## Exercise aim
The line containing "Please indicate the woman in" marks the start; repeat it and every following line exactly through the end of the entries.

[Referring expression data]
┏━━

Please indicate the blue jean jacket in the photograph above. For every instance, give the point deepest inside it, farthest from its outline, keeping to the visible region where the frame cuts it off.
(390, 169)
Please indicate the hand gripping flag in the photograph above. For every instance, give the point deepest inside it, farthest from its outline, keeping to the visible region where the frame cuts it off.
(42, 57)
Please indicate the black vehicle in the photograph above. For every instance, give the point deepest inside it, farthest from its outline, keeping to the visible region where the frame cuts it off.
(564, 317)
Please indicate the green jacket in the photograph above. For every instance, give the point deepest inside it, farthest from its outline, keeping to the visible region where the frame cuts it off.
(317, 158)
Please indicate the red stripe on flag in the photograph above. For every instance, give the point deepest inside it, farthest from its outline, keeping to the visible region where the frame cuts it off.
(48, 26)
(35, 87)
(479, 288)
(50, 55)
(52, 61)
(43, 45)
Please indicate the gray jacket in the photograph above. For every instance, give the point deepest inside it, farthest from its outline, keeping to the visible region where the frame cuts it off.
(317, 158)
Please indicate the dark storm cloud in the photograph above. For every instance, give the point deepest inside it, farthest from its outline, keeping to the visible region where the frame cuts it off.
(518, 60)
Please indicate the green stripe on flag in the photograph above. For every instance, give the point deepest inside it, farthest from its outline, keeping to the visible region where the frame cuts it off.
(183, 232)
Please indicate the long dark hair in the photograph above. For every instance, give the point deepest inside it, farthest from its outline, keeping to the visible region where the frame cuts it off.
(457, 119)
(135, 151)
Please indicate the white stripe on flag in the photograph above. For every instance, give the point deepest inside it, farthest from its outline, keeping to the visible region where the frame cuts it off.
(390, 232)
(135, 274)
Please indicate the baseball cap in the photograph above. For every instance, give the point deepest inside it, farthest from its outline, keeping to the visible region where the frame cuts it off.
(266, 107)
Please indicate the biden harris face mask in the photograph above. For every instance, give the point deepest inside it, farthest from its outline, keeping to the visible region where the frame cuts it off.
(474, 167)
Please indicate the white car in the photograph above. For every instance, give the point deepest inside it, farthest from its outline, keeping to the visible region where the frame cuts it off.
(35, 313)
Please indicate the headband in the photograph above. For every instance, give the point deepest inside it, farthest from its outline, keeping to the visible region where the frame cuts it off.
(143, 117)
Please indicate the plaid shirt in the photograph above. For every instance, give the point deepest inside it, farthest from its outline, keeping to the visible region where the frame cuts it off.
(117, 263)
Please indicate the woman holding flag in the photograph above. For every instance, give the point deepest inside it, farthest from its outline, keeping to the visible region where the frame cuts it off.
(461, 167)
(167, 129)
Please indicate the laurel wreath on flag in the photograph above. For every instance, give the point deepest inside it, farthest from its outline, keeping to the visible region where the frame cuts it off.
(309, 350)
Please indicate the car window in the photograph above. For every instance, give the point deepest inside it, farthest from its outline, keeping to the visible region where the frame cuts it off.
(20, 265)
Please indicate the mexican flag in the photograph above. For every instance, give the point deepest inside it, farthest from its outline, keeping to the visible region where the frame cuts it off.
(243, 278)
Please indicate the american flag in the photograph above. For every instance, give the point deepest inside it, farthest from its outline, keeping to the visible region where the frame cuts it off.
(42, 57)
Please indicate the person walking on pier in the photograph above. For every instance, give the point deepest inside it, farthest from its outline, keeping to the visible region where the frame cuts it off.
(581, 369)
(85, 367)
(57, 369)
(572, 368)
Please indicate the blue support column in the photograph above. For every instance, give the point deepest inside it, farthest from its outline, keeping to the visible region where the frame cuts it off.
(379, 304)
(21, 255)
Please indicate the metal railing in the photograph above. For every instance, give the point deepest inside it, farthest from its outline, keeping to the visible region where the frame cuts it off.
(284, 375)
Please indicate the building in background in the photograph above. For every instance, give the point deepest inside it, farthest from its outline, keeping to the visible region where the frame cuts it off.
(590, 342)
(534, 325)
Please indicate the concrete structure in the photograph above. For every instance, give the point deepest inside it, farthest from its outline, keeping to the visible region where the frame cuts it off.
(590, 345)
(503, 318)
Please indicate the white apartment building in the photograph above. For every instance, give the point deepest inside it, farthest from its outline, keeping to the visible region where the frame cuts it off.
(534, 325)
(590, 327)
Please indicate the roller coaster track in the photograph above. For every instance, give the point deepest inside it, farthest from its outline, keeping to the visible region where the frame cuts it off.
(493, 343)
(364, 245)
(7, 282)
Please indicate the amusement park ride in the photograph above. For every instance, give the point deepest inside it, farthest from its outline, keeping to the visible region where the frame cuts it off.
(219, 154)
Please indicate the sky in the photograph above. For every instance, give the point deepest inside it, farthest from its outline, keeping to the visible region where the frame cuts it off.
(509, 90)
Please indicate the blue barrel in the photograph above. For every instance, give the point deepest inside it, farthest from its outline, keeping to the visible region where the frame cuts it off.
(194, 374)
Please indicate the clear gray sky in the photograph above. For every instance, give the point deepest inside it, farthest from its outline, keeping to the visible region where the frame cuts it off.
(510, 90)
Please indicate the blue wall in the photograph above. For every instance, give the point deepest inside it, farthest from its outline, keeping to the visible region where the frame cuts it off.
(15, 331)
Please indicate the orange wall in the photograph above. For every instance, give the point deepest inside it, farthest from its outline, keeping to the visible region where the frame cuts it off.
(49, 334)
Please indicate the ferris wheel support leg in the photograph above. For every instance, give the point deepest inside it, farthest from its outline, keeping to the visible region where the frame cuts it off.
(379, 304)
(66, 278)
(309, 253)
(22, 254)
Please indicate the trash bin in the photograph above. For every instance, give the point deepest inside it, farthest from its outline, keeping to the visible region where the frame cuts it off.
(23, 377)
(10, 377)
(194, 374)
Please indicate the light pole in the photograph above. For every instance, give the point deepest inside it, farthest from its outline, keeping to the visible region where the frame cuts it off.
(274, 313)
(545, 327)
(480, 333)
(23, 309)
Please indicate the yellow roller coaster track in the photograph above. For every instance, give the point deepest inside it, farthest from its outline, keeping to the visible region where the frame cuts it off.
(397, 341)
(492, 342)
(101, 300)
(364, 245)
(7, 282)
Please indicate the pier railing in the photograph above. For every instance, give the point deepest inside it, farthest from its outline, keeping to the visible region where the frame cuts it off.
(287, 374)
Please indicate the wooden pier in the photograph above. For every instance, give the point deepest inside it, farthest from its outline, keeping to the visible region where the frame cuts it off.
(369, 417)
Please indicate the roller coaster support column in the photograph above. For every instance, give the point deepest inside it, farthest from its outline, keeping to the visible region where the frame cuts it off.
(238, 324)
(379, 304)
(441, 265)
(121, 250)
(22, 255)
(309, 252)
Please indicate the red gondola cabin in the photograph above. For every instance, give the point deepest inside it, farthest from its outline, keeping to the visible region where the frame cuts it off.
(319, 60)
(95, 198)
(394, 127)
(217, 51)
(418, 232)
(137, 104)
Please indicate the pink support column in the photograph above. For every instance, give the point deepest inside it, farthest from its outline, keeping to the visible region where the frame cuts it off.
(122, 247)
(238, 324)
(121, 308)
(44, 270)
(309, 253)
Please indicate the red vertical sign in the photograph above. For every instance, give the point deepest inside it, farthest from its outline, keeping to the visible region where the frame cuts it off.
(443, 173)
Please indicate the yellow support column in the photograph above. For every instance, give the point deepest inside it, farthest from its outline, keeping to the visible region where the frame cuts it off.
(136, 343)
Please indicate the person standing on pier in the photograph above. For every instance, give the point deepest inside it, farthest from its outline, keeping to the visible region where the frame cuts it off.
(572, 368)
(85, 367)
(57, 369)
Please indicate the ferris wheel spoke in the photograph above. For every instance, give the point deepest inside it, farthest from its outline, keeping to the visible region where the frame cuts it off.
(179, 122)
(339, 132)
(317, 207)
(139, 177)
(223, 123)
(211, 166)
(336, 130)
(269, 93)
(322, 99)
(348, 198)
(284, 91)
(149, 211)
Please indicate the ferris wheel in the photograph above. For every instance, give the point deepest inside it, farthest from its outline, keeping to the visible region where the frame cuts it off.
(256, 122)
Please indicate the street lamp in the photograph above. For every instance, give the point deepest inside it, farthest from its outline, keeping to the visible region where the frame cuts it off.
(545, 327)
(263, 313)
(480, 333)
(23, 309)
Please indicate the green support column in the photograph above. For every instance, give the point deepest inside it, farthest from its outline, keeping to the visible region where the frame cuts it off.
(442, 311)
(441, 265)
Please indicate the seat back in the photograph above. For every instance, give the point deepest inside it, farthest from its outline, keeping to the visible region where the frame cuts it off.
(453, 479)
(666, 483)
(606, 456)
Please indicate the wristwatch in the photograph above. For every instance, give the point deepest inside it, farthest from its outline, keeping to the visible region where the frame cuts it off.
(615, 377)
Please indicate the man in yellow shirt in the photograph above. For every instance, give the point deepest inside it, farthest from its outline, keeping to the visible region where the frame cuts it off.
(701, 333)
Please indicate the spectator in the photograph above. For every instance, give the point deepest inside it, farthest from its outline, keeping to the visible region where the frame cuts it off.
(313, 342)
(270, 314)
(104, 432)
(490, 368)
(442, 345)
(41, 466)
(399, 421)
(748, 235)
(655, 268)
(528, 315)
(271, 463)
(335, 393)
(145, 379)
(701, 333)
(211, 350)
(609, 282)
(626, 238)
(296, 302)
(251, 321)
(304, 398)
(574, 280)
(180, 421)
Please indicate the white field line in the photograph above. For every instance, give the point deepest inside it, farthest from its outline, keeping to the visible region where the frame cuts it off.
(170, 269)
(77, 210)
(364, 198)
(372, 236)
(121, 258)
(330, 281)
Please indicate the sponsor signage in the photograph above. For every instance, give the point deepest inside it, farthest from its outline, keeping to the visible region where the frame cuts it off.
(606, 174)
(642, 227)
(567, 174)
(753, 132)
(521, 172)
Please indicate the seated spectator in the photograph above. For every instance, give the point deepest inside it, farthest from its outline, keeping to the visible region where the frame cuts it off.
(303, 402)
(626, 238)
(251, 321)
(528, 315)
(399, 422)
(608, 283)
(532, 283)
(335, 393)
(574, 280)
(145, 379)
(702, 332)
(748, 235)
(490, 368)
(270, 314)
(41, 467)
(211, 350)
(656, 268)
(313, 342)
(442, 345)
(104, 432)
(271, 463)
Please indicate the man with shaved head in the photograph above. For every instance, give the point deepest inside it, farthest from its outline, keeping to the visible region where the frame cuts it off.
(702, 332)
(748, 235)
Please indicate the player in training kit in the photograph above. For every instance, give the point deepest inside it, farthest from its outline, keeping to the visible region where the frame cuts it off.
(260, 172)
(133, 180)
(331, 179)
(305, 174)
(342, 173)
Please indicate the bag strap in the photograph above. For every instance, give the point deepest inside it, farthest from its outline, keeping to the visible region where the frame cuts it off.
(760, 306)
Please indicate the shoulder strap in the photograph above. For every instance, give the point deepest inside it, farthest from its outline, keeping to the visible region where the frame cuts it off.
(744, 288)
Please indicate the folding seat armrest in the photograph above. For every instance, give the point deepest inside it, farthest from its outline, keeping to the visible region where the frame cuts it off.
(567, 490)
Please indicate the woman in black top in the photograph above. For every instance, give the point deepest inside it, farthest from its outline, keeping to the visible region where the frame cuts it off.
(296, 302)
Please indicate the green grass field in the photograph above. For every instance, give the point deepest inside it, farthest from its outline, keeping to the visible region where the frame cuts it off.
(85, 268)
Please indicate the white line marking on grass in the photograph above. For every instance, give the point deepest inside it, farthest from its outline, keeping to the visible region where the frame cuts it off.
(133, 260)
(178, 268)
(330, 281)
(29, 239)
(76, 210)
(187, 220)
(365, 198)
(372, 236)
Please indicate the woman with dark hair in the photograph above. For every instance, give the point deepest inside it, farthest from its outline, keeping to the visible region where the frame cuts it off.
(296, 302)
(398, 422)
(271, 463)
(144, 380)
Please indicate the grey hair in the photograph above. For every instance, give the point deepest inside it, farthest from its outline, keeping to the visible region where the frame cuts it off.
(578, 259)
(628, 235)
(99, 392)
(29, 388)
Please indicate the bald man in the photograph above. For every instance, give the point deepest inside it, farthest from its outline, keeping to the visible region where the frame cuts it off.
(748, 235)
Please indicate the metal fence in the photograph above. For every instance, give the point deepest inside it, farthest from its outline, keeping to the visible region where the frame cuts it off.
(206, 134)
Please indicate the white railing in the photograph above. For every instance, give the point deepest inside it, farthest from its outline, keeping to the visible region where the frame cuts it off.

┗━━

## Finished task
Please indicate the woman in black top in the photograph above. For every instance, give the point deepest inside it, farthest from its outline, keeping to the visible region where the frame cuts it off.
(296, 302)
Please indicate the green grass field in the photograph above. For every instance, give the point deepest inside it, farthest from its outline, keeping to the visible region where the frame cuts it off.
(85, 268)
Please indicate the white line marking on grass in the photograph above. For every instance, give the point deepest inside it, farthest from its outline, keeping to the visible region where the frame cuts it off.
(133, 260)
(178, 268)
(330, 281)
(29, 239)
(76, 210)
(187, 220)
(365, 198)
(372, 236)
Please indicate the woman with dark hair in the photograph above. For every instance, give the point deepest inside it, farthest from its outline, keeping to the visible region where the frame cuts it off.
(296, 302)
(398, 422)
(271, 463)
(144, 380)
Please indicate the grey hair in the photograph above. For every instance, give the point deepest inside it, farthest from its outline, keeping to the visible region where the frame cuts it off.
(578, 259)
(628, 235)
(99, 392)
(29, 388)
Please indicate the bald man in the photograph above. For every instance, give the point deepest inside it, farthest from its outline, keeping to the visible region where the frame cuts it off.
(748, 235)
Please indicate the metal fence in the photograph above. For every instance, give the point deepest inside it, farthest from its outline, keeping to the visible region where the frame cuts it off.
(206, 134)
Please indicate the white railing in the photograph above. For every instance, give the point deepest inside it, farthest from its outline, keeping to the visible region where the frame cuts it off.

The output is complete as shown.